[start]

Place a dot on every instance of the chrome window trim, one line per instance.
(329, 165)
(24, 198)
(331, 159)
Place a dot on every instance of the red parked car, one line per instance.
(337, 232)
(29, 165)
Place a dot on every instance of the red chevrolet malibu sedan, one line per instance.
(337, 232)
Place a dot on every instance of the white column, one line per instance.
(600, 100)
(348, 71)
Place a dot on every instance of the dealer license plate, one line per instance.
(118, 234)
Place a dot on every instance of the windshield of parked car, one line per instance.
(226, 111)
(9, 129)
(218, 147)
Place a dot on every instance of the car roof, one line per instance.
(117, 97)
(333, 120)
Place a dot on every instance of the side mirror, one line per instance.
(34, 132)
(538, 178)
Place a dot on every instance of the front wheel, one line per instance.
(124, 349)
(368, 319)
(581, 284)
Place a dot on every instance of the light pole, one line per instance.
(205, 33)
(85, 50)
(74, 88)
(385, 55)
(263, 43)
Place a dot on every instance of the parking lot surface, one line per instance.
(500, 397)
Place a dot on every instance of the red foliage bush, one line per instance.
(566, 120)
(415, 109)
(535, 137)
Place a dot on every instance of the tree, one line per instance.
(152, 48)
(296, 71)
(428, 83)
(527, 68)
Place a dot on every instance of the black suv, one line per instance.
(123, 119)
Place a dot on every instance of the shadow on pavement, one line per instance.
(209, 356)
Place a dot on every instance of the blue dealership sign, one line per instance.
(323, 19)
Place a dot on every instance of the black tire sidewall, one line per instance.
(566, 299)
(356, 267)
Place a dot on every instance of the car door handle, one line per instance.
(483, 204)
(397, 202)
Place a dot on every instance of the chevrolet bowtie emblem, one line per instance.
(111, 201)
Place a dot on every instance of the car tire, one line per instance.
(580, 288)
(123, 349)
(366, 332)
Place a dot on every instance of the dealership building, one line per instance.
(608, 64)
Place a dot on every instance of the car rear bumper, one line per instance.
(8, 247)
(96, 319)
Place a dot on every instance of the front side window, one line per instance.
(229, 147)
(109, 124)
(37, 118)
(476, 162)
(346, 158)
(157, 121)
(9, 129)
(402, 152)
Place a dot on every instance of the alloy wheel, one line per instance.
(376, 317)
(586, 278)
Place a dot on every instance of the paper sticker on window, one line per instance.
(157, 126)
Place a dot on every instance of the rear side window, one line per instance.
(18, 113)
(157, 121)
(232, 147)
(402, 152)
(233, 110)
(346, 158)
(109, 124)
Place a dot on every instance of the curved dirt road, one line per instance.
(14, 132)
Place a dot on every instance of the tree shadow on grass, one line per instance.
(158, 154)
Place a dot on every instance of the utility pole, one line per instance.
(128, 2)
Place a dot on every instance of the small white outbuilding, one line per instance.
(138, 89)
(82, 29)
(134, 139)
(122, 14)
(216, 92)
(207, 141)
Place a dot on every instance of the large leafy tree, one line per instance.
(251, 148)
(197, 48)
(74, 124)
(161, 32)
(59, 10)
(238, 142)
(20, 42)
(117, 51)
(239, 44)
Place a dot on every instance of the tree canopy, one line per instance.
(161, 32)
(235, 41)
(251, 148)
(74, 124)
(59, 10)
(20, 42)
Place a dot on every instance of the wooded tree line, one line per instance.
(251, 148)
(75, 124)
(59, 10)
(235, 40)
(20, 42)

[end]

Above are the records; copy exactly the lines from the one with "Place a dot on every instance of the front side" through the final line.

Place a dot on every instance of the front side window, one line per instance.
(229, 147)
(109, 124)
(37, 118)
(476, 162)
(346, 158)
(157, 121)
(9, 129)
(402, 152)
Place a dot on every instance of the alloy wheel, one line per instance.
(376, 317)
(586, 278)
Place a dot on every instance of the paper sticker on window, one line per instance.
(157, 126)
Place a dot on every instance of the rear side window, one line per instance.
(18, 113)
(157, 121)
(232, 147)
(402, 152)
(233, 110)
(346, 158)
(109, 124)
Place a dot on every instance of the curved dirt road, one line per instance.
(14, 132)
Place a dot on every instance of the tree shadow on grass, one line per instance.
(158, 154)
Place a dot on every instance of the utility pole, one line per instance.
(128, 2)
Place a dot on every instance of the small white outbuilding, one line per instance.
(138, 89)
(82, 29)
(134, 139)
(122, 14)
(216, 92)
(207, 141)
Place a dot on every instance of the large leafy tree, one line per instance.
(251, 148)
(197, 48)
(74, 124)
(161, 32)
(59, 10)
(238, 142)
(20, 42)
(117, 51)
(239, 44)
Place a dot on every instance of the tree canopy, one line per instance.
(161, 32)
(235, 41)
(251, 148)
(74, 124)
(59, 10)
(20, 42)
Place a dot on every instance of the wooded tree line, one line per instance.
(251, 148)
(75, 124)
(59, 10)
(235, 40)
(20, 42)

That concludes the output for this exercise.